### Assignment
Please filter the entries and return only the lines that include "below".

Dataset items:

+++++

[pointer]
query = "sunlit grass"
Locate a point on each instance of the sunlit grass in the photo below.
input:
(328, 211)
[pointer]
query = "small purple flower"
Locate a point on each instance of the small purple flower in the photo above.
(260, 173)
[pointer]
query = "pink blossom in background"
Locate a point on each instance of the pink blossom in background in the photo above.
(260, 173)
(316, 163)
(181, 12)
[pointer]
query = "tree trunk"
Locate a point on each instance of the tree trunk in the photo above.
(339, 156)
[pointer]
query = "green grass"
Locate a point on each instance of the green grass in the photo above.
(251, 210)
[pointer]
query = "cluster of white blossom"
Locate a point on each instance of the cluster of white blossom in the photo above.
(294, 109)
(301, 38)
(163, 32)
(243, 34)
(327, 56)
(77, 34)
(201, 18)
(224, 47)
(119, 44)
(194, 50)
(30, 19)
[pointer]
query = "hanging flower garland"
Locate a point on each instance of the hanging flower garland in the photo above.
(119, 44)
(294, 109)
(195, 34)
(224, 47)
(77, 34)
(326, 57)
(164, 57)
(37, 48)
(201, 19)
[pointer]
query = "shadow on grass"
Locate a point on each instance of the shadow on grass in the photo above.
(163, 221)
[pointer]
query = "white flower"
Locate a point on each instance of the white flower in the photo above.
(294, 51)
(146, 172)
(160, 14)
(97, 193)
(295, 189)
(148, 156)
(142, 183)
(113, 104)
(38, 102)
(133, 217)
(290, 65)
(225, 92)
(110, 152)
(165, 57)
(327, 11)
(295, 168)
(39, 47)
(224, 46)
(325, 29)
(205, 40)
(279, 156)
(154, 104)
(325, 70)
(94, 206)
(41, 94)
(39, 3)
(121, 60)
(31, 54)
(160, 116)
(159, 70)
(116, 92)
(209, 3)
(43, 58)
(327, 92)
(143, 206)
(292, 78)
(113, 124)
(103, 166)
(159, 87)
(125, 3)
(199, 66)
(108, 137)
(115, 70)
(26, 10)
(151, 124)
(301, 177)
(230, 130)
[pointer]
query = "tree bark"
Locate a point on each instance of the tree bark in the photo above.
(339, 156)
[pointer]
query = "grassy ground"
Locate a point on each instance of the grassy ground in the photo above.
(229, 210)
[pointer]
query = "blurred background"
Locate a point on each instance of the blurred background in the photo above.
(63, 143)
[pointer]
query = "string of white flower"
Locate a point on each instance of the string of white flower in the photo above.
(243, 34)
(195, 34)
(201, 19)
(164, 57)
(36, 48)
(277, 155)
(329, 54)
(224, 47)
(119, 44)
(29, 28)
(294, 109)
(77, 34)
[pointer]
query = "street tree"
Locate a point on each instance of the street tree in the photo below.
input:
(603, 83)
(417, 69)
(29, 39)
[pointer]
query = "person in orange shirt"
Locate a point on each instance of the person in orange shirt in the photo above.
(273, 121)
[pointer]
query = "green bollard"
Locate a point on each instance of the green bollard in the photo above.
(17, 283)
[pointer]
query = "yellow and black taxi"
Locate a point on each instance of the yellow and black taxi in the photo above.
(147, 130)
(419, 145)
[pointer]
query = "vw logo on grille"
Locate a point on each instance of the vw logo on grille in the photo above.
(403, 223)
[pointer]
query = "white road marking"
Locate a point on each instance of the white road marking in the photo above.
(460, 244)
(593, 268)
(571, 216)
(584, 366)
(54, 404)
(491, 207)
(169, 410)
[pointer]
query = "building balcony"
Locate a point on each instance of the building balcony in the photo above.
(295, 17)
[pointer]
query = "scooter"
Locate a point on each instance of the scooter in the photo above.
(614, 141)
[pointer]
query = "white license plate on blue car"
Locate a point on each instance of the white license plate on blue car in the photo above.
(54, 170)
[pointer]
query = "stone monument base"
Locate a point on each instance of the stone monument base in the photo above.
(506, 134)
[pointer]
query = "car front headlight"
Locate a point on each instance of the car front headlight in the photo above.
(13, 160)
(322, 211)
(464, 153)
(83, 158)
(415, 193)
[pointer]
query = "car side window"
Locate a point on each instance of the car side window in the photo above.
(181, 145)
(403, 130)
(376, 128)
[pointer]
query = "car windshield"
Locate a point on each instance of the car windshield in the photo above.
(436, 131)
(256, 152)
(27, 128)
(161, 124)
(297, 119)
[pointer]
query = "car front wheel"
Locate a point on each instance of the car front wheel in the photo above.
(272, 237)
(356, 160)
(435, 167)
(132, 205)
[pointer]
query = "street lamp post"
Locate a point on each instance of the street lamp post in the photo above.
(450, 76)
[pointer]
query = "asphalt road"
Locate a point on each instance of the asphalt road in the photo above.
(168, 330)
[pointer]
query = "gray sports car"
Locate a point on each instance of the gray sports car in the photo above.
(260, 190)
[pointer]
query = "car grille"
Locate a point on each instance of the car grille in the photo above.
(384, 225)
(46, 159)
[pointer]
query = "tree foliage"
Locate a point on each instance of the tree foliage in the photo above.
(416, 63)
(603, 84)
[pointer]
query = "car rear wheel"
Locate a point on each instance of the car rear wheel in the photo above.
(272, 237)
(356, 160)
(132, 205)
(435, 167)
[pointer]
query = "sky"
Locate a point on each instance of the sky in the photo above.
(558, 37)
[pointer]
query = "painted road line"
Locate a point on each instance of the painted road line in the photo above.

+++++

### Answer to the problem
Locate a point on each instance of the sunlit grass in the photo below.
Locate a point on each instance of the street tree in the photo below.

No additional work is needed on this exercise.